● MATERIAL SHOWN

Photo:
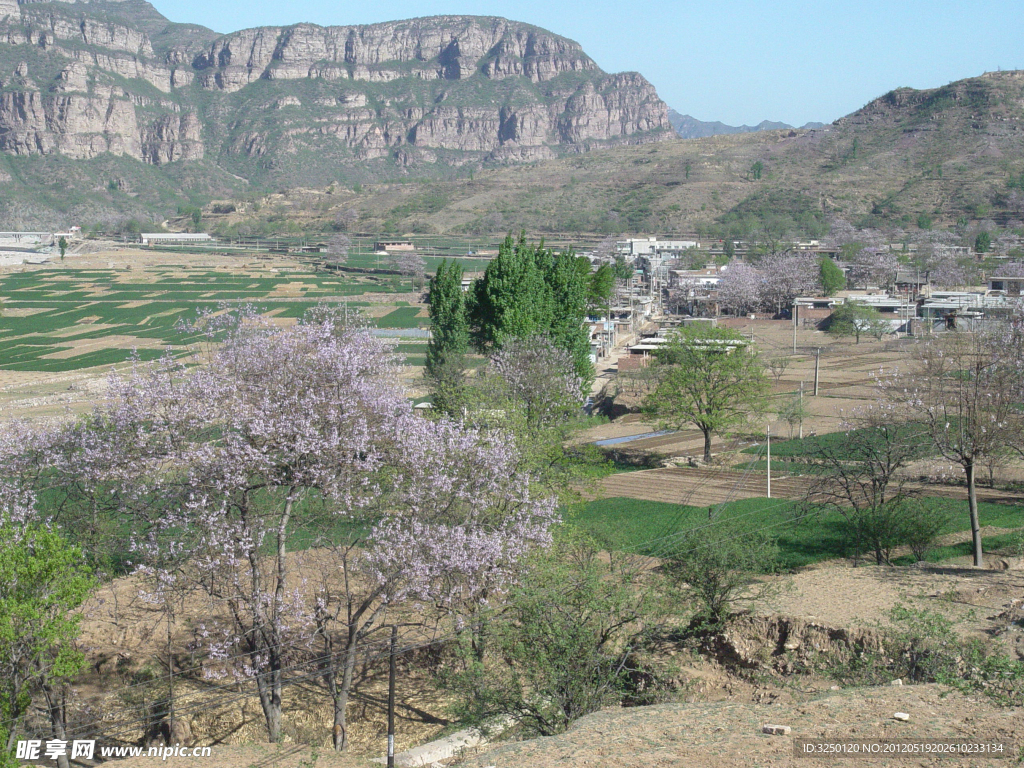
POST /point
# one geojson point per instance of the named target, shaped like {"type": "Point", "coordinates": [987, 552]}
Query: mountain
{"type": "Point", "coordinates": [108, 107]}
{"type": "Point", "coordinates": [909, 156]}
{"type": "Point", "coordinates": [688, 127]}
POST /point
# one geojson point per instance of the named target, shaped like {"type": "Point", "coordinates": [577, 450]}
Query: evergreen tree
{"type": "Point", "coordinates": [450, 324]}
{"type": "Point", "coordinates": [529, 291]}
{"type": "Point", "coordinates": [512, 298]}
{"type": "Point", "coordinates": [833, 279]}
{"type": "Point", "coordinates": [450, 337]}
{"type": "Point", "coordinates": [568, 282]}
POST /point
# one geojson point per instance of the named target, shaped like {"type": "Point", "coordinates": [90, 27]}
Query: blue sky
{"type": "Point", "coordinates": [734, 60]}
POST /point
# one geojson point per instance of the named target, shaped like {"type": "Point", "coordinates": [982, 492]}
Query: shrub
{"type": "Point", "coordinates": [564, 647]}
{"type": "Point", "coordinates": [718, 564]}
{"type": "Point", "coordinates": [923, 646]}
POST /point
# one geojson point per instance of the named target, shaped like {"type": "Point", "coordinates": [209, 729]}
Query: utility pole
{"type": "Point", "coordinates": [817, 357]}
{"type": "Point", "coordinates": [390, 696]}
{"type": "Point", "coordinates": [795, 308]}
{"type": "Point", "coordinates": [801, 411]}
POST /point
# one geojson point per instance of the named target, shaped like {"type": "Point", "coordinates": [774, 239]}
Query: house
{"type": "Point", "coordinates": [393, 245]}
{"type": "Point", "coordinates": [1010, 284]}
{"type": "Point", "coordinates": [911, 283]}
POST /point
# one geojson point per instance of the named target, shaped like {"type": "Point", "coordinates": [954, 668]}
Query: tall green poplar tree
{"type": "Point", "coordinates": [568, 282]}
{"type": "Point", "coordinates": [529, 291]}
{"type": "Point", "coordinates": [450, 337]}
{"type": "Point", "coordinates": [512, 299]}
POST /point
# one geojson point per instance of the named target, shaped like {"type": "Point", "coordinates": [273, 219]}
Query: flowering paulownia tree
{"type": "Point", "coordinates": [295, 438]}
{"type": "Point", "coordinates": [966, 390]}
{"type": "Point", "coordinates": [739, 289]}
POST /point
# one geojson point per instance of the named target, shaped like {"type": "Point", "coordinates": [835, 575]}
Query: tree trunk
{"type": "Point", "coordinates": [972, 503]}
{"type": "Point", "coordinates": [340, 693]}
{"type": "Point", "coordinates": [268, 687]}
{"type": "Point", "coordinates": [57, 713]}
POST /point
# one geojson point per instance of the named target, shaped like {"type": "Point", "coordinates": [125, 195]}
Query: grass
{"type": "Point", "coordinates": [649, 527]}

● STATED GOAL
Repeat each entry exactly. Pictures do not belong in the copy.

● FINAL ANSWER
Photo:
POST /point
# one geojson point per instance of the named target, shaped like {"type": "Point", "coordinates": [987, 552]}
Query: mountain
{"type": "Point", "coordinates": [108, 107]}
{"type": "Point", "coordinates": [909, 156]}
{"type": "Point", "coordinates": [688, 127]}
POST /point
# one geojson point per instance of the named target, shaped like {"type": "Point", "coordinates": [577, 450]}
Query: evergreen tree
{"type": "Point", "coordinates": [450, 324]}
{"type": "Point", "coordinates": [529, 291]}
{"type": "Point", "coordinates": [512, 298]}
{"type": "Point", "coordinates": [833, 279]}
{"type": "Point", "coordinates": [450, 337]}
{"type": "Point", "coordinates": [568, 282]}
POST /point
# one geojson point per instance of the named target, shaped like {"type": "Point", "coordinates": [90, 27]}
Query: blue sky
{"type": "Point", "coordinates": [734, 60]}
POST /point
# one geojson point per instance of the named target, shaped like {"type": "Point", "coordinates": [982, 492]}
Query: shrub
{"type": "Point", "coordinates": [564, 647]}
{"type": "Point", "coordinates": [718, 564]}
{"type": "Point", "coordinates": [923, 646]}
POST /point
# one geojson point per instance of the named target, shaped like {"type": "Point", "coordinates": [209, 729]}
Query: utility pole
{"type": "Point", "coordinates": [817, 357]}
{"type": "Point", "coordinates": [390, 696]}
{"type": "Point", "coordinates": [795, 308]}
{"type": "Point", "coordinates": [801, 411]}
POST /point
# one geojson point per instance of the named target, shaped like {"type": "Point", "coordinates": [774, 239]}
Query: house
{"type": "Point", "coordinates": [393, 245]}
{"type": "Point", "coordinates": [1010, 284]}
{"type": "Point", "coordinates": [911, 283]}
POST /point
# one geojson point per instance of the named target, shaped like {"type": "Point", "coordinates": [954, 668]}
Query: tall green poplar tree
{"type": "Point", "coordinates": [568, 282]}
{"type": "Point", "coordinates": [529, 291]}
{"type": "Point", "coordinates": [450, 337]}
{"type": "Point", "coordinates": [512, 299]}
POST /point
# one geojson point per instance of the named target, shaped like {"type": "Point", "coordinates": [273, 219]}
Query: flowering paulownia tree
{"type": "Point", "coordinates": [295, 438]}
{"type": "Point", "coordinates": [966, 390]}
{"type": "Point", "coordinates": [739, 289]}
POST /point
# one geojson point per instance of the named target, shaped like {"type": "Point", "coordinates": [835, 575]}
Query: tree trunk
{"type": "Point", "coordinates": [972, 503]}
{"type": "Point", "coordinates": [340, 693]}
{"type": "Point", "coordinates": [268, 687]}
{"type": "Point", "coordinates": [57, 713]}
POST /point
# one geojson point per instance of the named target, shaped like {"type": "Point", "coordinates": [125, 195]}
Query: grass
{"type": "Point", "coordinates": [649, 527]}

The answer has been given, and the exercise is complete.